**Source document:**
══════

Before we start with functional coverage, it is required to understand the term coverage. The coverage provides a set of metrics that are used to measure verification progress.
Need for Coverage
- As you are aware that verification is a long-lasting process and we never know what type of input stimulus can capture the bug. Hence, it is essential to have a set of metrics that decide the endpoint for verification of the design once all metrics are satisfied.
- It is also essential to see whether we verified all kinds of features supported by the design and cover every line from the design code.
Types of Coverage
There are two types of coverage supported
- Code coverage
- Functional coverage
Code coverage deals with covering design code metrics. It tells how many lines of code have been exercised w.r.t. block, expression, FSM, signal toggling.
The code coverage is further divided as
- Block coverage – To check how many lines of code have been covered.
- Expression coverage – To check whether all combinations of inputs have been driven to cover expression completely.
- FSM coverage – To check whether all state transitions are covered.
- Toggle coverage – To check whether all bits in variables have changed their states.
- Code coverage does not specify that the code behavior is correct or not. It is simply used to identify uncovered lines, expressions, state transitions, dead code, etc. in the design. Hence, it does not indicate design quality.
- Verification engineers aim to achieve 100% code coverage.
- There are industry tools available that show covered and missing code in code coverage.
Functional coverage deals with covering design functionality or feature metrics. It is a user-defined metric that tells about how much design specification or functionality has been exercised. The functional coverage can be classified into two types
- Data intended coverage – To check the occurrence of data value combinations.
Example: Writing different data patterns in a register.
- Control intended coverage – To check the occurrence of sequences in the intended fashion.

══════

**Data supplied:**
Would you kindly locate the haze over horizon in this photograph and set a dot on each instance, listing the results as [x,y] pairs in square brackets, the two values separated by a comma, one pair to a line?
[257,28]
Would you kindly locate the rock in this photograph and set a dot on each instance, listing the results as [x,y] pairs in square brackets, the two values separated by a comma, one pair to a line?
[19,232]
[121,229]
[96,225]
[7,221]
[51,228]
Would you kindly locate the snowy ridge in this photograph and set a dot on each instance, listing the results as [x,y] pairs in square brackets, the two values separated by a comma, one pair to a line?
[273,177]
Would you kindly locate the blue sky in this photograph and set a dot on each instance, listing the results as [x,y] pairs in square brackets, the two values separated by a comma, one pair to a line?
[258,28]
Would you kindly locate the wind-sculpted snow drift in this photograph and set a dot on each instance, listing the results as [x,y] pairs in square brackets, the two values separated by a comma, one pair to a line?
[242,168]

══════

**Problems:**
a - According to the coverage text, what does FSM coverage check?
b - Carry on the text about verification coverage from its last sentence.
The lines play no part in this work.

**The responses:**
a - Whether all state transitions are covered.

b -
Example: Reading a register to retrieve reset values after releasing a system reset.
Since it is user-defined metrics, it is up to the verification engineer to consider all features because if some features are missed to add in functional coverage and remaining features are covered then functional coverage will show up 100% even though some cover points are missed to add.
Define a coverage model: covergroup
The covergroup is a user-defined construct that encapsulates coverage model specification. The covergroup construct can be instantiated multiple times in various contexts using the new() operator. A covergroup can be defined in a program, class, module, or interface.
The covergroup includes
- A set of coverage points
- Cross coverage between coverage points
- A clocking event that synchronizes coverage points sampling
- Coverage options
- Optional formal arguments
Basic covergroup syntax
covergroup <coverage model name>; ... ... endgroup <coverage model name> <covergroup inst> = new();
covergroup syntax with clocking event
covergroup <coverage model name> @(<clocking event>) ... ... endgroup <coverage model name> <covergroup inst> = new();
List of arguments in a covergroup
A covergroup can have an optional list of arguments and that has to be specified in the new operator too.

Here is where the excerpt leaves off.